PROBLEMA: Reescreva a listagem a seguir substituindo "pixel coordinates" por "pixel position" em todas as ocorrências, sem alterar mais nada.
**** TRECHOS DOS REGISTROS ****
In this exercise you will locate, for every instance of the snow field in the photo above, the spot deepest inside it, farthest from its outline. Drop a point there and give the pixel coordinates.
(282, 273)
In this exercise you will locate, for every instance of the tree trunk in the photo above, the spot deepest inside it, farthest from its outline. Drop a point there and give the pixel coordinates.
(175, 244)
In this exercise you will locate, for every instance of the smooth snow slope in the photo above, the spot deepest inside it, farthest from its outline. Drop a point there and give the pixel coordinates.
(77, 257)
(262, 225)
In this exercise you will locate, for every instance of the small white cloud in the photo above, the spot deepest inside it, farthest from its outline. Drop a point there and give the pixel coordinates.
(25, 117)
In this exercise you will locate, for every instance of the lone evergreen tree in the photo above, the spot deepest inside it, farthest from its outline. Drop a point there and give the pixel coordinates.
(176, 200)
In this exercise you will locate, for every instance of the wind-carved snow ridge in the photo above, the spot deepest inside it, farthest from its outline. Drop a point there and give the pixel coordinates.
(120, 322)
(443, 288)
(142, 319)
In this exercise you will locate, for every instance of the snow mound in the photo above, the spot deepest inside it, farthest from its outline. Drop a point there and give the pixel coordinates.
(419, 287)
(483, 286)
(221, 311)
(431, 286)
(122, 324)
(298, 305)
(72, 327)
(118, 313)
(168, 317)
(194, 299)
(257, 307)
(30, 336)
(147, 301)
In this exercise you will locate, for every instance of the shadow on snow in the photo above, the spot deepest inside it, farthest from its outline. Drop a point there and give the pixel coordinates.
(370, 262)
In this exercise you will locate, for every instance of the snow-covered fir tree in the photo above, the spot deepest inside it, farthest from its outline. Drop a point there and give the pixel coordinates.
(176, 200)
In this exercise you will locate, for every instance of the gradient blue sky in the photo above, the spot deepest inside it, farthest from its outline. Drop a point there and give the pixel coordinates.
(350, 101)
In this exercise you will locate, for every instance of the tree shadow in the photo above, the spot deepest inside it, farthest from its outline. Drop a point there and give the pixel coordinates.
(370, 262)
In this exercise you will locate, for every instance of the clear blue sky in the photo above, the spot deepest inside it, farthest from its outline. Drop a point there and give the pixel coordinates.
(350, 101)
****
EXERCÍCIO RESOLVIDO:
In this exercise you will locate, for every instance of the snow field in the photo above, the spot deepest inside it, farthest from its outline. Drop a point there and give the pixel position.
(282, 273)
In this exercise you will locate, for every instance of the tree trunk in the photo above, the spot deepest inside it, farthest from its outline. Drop a point there and give the pixel position.
(175, 244)
In this exercise you will locate, for every instance of the smooth snow slope in the photo above, the spot deepest inside it, farthest from its outline. Drop a point there and give the pixel position.
(77, 257)
(262, 225)
In this exercise you will locate, for every instance of the small white cloud in the photo above, the spot deepest inside it, farthest from its outline. Drop a point there and give the pixel position.
(25, 117)
In this exercise you will locate, for every instance of the lone evergreen tree in the photo above, the spot deepest inside it, farthest from its outline. Drop a point there and give the pixel position.
(176, 200)
In this exercise you will locate, for every instance of the wind-carved snow ridge in the photo above, the spot deepest inside it, farthest from its outline. Drop a point there and give the pixel position.
(120, 322)
(443, 288)
(142, 319)
In this exercise you will locate, for every instance of the snow mound in the photo above, the spot deepest inside it, farthest from its outline. Drop a point there and give the pixel position.
(419, 287)
(483, 286)
(221, 311)
(431, 286)
(122, 324)
(298, 305)
(72, 327)
(118, 313)
(168, 317)
(194, 299)
(257, 307)
(30, 336)
(147, 301)
In this exercise you will locate, for every instance of the shadow on snow in the photo above, the spot deepest inside it, farthest from its outline. Drop a point there and give the pixel position.
(370, 262)
In this exercise you will locate, for every instance of the snow-covered fir tree in the photo above, the spot deepest inside it, farthest from its outline. Drop a point there and give the pixel position.
(176, 200)
In this exercise you will locate, for every instance of the gradient blue sky in the photo above, the spot deepest inside it, farthest from its outline. Drop a point there and give the pixel position.
(350, 101)
In this exercise you will locate, for every instance of the tree shadow in the photo above, the spot deepest inside it, farthest from its outline. Drop a point there and give the pixel position.
(370, 262)
In this exercise you will locate, for every instance of the clear blue sky in the photo above, the spot deepest inside it, farthest from its outline. Drop a point there and give the pixel position.
(350, 101)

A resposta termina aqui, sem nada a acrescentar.